- Description of the task: Show every line in the records below that contains the word "white", matching case exactly.
....................
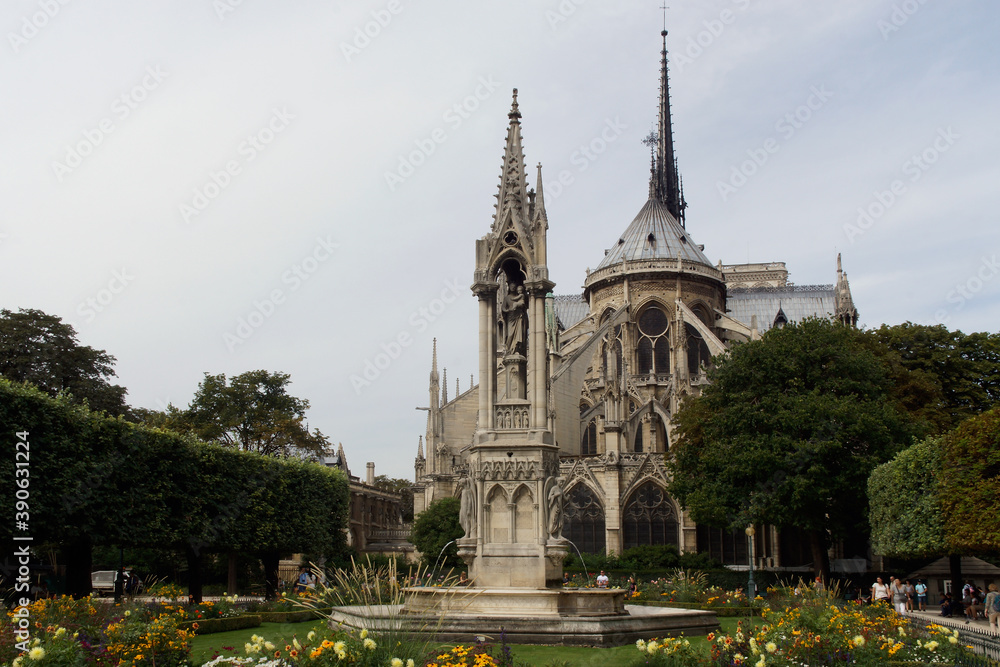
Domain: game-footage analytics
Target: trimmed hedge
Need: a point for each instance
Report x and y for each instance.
(292, 616)
(207, 626)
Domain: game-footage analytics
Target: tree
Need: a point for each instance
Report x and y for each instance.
(962, 369)
(787, 434)
(404, 488)
(434, 528)
(253, 412)
(969, 485)
(43, 350)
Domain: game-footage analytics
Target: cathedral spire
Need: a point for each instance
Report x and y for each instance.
(513, 193)
(668, 189)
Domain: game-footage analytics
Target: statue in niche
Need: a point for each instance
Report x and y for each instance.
(555, 505)
(515, 307)
(467, 509)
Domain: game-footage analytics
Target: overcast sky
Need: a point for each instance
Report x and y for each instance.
(235, 185)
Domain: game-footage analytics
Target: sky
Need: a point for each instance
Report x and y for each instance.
(230, 185)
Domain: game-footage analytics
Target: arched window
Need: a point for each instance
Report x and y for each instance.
(649, 517)
(653, 348)
(698, 354)
(588, 443)
(583, 520)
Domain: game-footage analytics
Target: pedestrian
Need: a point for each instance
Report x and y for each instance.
(880, 592)
(898, 596)
(993, 606)
(921, 589)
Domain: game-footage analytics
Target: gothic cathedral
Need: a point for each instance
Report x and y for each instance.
(595, 377)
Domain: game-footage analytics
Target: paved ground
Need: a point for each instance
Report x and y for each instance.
(980, 625)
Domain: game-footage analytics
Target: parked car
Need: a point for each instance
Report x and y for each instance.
(103, 582)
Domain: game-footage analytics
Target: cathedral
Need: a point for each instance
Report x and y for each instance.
(611, 365)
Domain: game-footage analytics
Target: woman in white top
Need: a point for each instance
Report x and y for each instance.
(880, 592)
(899, 596)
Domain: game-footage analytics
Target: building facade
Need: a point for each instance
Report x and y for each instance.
(616, 361)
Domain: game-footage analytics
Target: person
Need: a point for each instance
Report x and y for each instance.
(973, 605)
(947, 605)
(899, 597)
(921, 590)
(993, 606)
(880, 592)
(303, 580)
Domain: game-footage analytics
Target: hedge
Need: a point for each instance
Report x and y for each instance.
(207, 626)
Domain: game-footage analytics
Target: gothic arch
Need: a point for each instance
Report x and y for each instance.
(583, 519)
(649, 516)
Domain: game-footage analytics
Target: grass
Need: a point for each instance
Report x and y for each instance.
(205, 647)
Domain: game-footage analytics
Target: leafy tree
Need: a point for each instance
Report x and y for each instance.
(253, 412)
(404, 488)
(43, 350)
(953, 375)
(905, 513)
(969, 485)
(434, 528)
(787, 434)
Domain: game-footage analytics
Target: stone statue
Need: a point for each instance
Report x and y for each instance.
(515, 306)
(467, 509)
(555, 505)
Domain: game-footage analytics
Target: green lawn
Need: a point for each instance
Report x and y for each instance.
(205, 647)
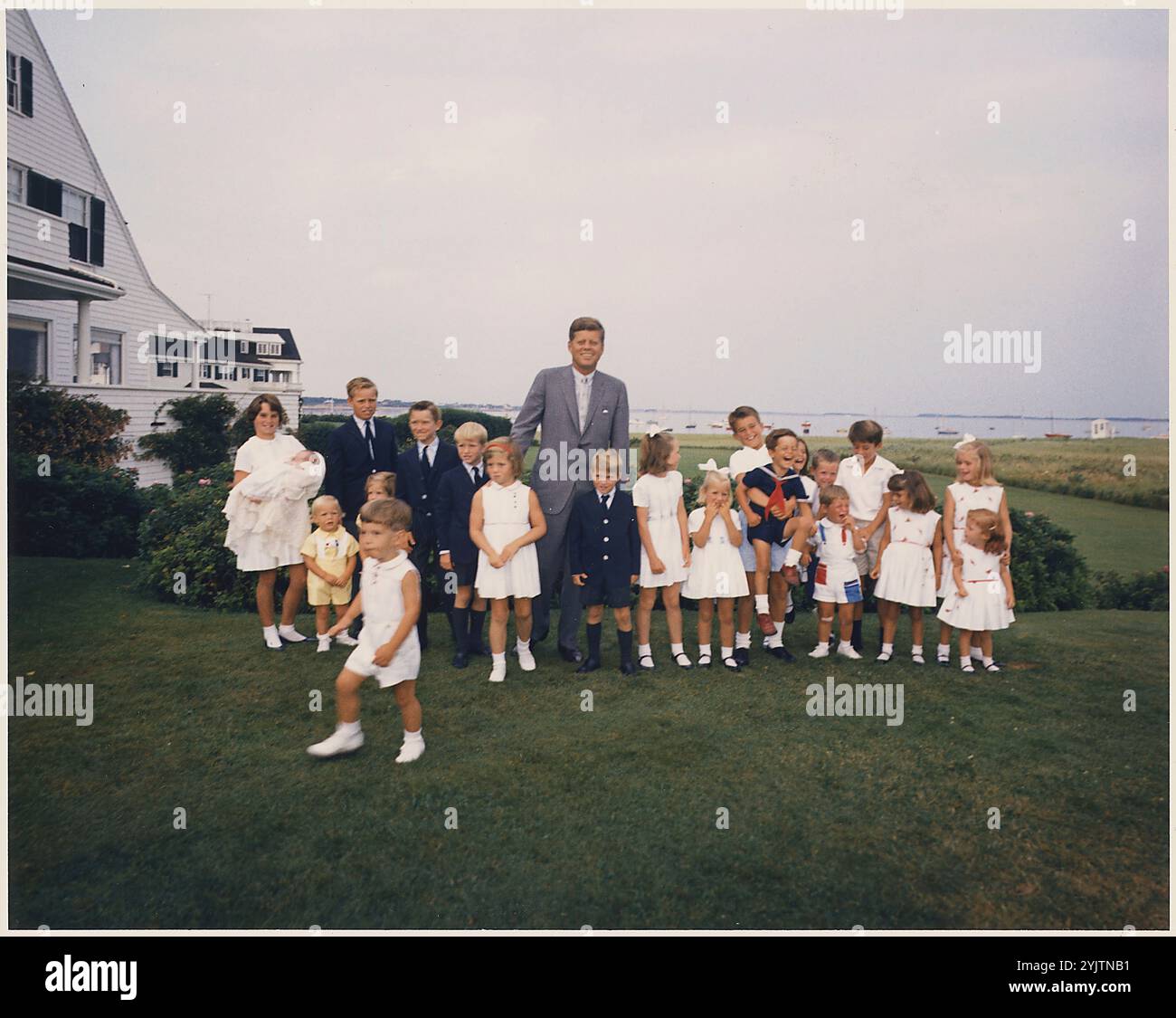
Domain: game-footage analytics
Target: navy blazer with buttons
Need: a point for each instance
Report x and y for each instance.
(455, 494)
(604, 541)
(349, 461)
(411, 488)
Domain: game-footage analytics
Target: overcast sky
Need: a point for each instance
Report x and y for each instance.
(700, 230)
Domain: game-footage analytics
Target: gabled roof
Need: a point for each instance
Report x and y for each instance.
(113, 212)
(289, 348)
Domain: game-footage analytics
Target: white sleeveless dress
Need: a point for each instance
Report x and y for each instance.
(984, 607)
(506, 516)
(967, 497)
(906, 574)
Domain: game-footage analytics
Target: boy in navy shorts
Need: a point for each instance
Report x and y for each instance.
(455, 551)
(604, 556)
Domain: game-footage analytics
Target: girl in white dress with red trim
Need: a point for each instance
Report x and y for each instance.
(981, 598)
(665, 543)
(505, 523)
(975, 488)
(716, 570)
(908, 566)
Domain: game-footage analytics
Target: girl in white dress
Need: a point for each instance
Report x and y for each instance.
....................
- Written solution:
Target: woman in white top
Target: white sleeveless dress
Target: girl in white dress with red trim
Target: girl in white dress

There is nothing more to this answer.